Falsch war demnach die Behauptung der Behörde in ihrem Schreiben vom 1. Oktober 1943 an die Gestapo, dass die als Kanzleikraft entlassene Mutter und ihre Kinder der öffentlichen Wohlfahrt zur Last fielen.
Für die Behörde, die sich jeder sozialen Verantwortung entzog, war es außerdem ohne Belang, auf welche Weise die arbeitslose Mutter und ihre beiden Kinder ihr Leben ohne öffentliche Unterstützung fristeten – sowohl dank der Hilfsarbeiten der Mutter in der Gastwirtschaft als auch dank der Hilfe lieber Freunde, die sich dabei der Gefahr aussetzten, als Judenfreunde denunziert zu werden.
Hochachtung verdient die Mutter, die ihre Kinder in ihrer schweren Bedrängnis nicht im Stich lassen wollte. Das erklärt aber noch nicht die Tatsache, dass die Mutter, die keine Jüdin war, in einem »Judentransport« nach Theresienstadt mitfahren konnte – mit Einwilligung der Gestapo und mit welcher Begründung?

(Datensätze zur Positionsbestimmung)
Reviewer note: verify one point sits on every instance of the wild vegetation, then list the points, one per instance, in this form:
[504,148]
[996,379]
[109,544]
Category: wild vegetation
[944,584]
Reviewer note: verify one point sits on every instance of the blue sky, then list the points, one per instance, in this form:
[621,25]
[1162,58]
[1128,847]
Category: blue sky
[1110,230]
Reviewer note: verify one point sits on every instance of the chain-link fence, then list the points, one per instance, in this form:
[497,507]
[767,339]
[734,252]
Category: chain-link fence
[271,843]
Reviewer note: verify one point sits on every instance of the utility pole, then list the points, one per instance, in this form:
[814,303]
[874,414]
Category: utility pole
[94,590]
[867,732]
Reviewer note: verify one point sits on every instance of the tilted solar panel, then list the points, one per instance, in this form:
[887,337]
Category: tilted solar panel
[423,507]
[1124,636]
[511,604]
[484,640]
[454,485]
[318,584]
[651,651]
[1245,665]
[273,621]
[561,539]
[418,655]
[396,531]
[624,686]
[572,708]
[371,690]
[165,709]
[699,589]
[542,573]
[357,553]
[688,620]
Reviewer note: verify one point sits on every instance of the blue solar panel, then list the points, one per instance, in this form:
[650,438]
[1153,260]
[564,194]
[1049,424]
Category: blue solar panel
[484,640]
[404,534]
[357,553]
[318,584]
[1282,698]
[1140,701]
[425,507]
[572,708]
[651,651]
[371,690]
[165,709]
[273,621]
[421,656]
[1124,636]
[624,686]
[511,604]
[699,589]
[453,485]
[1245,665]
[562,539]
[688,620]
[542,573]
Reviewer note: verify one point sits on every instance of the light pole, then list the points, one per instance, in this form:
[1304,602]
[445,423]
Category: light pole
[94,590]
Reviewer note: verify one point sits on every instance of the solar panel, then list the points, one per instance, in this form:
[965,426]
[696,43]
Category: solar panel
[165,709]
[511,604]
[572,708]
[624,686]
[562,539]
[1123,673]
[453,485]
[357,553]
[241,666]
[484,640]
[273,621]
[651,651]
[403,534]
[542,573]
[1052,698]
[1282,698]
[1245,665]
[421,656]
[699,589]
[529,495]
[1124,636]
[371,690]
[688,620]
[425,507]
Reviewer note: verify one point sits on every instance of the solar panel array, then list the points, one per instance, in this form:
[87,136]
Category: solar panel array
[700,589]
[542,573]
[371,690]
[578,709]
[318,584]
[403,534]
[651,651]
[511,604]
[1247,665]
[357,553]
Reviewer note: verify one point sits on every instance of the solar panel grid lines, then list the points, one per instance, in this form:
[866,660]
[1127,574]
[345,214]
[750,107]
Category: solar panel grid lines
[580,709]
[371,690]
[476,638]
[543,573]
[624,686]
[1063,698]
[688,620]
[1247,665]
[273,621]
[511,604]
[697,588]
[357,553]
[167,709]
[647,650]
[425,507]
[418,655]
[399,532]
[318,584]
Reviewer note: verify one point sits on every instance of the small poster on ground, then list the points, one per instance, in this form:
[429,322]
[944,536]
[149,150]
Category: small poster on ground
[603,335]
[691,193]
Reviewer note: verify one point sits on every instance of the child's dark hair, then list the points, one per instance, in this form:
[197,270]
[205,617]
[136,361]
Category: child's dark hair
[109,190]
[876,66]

* [Gegebene Aufgabe A]:
An wen richtete die Behörde laut dem Quellenauszug ihr Schreiben vom 1. Oktober 1943?
* [Gegebene Aufgabe B]:
Gib bitte aus den Datensätzen alles unverändert wieder, von der Zeile mit „of the child's“ hinunter bis zum Ende der Datensätze.
Der Quellenauszug und die Datensätze haben inhaltlich nichts miteinander zu tun.

* [Vollständige Antwort A]:
An die Gestapo.

* [Vollständige Antwort B]:
Reviewer note: verify one point sits on every instance of the child's dark hair, then list the points, one per instance, in this form:
[197,270]
[205,617]
[136,361]
Category: child's dark hair
[109,190]
[876,66]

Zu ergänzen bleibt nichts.